▶ **Your assignment**: In the records, each line holding "brown" must be reported.
Segment Start: Task data
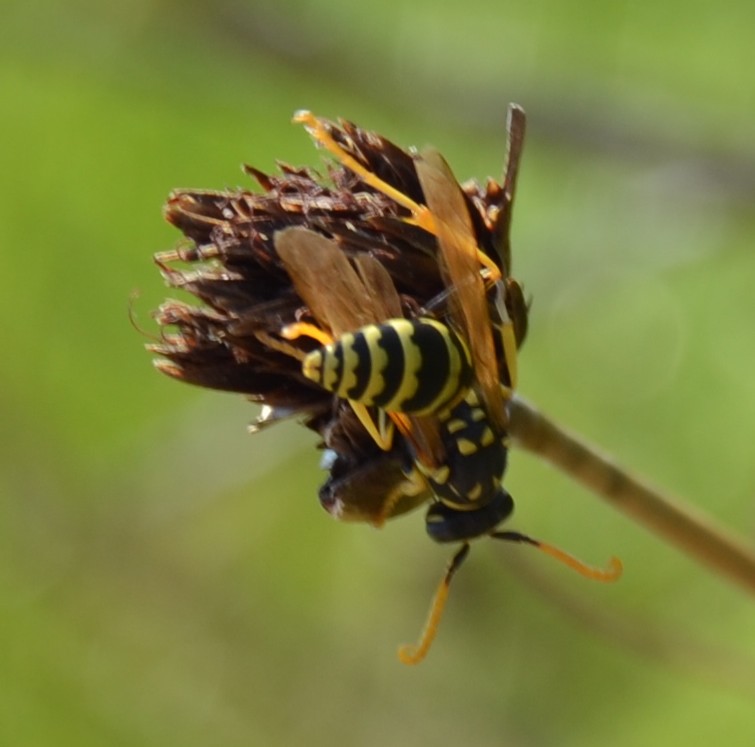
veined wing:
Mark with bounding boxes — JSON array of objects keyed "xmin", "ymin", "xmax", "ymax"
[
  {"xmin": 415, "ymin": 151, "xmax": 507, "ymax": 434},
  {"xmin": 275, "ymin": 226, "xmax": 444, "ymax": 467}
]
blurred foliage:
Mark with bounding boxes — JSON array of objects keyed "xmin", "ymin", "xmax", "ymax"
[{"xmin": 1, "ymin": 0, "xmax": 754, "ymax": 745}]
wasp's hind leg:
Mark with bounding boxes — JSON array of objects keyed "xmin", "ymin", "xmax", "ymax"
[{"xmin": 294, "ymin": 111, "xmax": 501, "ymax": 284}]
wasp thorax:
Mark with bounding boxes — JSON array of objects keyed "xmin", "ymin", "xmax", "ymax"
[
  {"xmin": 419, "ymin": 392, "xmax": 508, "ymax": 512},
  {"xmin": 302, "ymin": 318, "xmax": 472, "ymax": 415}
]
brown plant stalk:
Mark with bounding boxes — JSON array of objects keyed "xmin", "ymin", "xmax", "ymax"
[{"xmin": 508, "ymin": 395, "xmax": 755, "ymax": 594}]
Segment End: Task data
Segment Start: Task data
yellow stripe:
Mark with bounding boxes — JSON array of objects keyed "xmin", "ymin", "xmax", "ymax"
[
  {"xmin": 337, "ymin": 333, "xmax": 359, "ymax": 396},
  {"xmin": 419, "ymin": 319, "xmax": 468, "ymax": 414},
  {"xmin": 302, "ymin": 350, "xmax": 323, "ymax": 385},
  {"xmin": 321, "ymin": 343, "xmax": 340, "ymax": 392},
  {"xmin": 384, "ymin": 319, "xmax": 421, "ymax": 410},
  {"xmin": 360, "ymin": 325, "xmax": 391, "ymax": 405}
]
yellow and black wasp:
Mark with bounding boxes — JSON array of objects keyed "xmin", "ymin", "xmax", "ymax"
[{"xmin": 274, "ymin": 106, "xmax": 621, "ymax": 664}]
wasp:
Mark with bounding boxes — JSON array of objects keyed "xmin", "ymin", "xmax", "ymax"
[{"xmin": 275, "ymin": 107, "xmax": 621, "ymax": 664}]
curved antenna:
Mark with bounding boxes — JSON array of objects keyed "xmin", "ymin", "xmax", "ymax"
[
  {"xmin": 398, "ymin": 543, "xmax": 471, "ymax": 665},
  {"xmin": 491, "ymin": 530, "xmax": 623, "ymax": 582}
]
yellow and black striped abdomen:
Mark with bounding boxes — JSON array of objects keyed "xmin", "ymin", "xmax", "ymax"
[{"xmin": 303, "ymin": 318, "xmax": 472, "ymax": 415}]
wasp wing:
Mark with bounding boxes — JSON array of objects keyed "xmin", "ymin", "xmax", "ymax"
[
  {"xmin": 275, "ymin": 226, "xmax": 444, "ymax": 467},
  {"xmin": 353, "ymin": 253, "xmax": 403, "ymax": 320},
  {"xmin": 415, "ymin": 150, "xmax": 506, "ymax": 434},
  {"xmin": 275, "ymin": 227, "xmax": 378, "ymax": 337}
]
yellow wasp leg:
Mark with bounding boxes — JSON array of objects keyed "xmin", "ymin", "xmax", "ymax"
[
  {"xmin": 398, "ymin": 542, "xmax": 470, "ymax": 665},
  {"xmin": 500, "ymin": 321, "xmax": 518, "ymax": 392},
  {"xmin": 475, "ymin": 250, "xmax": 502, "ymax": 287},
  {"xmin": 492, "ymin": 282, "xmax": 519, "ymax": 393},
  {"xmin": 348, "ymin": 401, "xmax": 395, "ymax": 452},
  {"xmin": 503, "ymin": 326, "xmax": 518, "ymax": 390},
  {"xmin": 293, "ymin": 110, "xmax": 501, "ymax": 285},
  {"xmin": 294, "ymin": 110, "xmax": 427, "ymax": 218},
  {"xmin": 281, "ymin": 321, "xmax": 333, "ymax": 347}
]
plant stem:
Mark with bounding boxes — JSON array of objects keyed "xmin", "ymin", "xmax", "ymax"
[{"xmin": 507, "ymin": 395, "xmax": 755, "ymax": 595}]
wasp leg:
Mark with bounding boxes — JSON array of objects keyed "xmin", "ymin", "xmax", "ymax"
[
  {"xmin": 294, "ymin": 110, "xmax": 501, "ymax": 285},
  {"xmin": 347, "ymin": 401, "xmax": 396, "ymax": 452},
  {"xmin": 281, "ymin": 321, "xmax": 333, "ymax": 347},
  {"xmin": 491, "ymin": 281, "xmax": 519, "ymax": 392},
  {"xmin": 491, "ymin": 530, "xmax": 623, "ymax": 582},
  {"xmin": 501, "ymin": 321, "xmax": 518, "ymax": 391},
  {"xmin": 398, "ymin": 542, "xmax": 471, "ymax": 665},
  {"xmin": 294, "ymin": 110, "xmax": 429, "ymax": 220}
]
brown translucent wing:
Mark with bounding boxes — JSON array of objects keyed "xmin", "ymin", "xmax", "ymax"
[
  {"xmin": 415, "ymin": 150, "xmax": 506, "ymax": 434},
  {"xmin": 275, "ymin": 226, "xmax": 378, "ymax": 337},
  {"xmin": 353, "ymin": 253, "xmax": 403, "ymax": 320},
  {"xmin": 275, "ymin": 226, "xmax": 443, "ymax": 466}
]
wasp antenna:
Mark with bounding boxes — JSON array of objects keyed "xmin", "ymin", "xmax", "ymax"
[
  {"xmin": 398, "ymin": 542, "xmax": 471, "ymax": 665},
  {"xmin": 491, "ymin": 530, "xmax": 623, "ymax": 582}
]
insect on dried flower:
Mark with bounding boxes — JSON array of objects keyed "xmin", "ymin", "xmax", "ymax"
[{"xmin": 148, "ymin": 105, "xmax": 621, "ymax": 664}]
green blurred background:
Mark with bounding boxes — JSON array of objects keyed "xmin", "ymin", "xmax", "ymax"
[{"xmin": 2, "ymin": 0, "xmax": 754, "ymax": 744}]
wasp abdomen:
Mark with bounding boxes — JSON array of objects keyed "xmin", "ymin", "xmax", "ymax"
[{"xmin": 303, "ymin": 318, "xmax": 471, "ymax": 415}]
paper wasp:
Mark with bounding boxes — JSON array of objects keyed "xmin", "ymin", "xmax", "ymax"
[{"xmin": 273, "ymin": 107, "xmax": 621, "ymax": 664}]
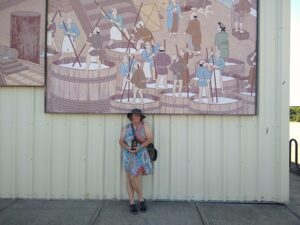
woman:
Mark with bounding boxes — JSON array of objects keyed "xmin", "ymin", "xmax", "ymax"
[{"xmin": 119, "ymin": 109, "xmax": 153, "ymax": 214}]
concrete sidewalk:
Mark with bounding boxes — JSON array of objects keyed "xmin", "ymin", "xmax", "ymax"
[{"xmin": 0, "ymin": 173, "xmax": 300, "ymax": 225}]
Segment End: Task data
Segment Start: Task data
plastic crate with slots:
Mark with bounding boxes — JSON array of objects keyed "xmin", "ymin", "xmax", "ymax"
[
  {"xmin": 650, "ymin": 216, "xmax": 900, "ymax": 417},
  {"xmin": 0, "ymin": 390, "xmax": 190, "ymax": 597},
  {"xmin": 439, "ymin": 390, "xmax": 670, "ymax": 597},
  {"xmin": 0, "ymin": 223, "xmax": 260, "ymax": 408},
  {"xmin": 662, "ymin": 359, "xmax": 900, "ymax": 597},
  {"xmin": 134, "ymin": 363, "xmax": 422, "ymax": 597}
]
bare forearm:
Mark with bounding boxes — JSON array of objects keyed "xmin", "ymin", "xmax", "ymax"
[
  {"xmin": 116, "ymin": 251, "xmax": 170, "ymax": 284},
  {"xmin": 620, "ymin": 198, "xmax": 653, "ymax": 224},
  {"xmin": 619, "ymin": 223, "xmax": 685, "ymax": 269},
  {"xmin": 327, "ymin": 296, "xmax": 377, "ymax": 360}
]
Segment End: Task data
▶ **The answer**:
brown plant stalk:
brown translucent wing:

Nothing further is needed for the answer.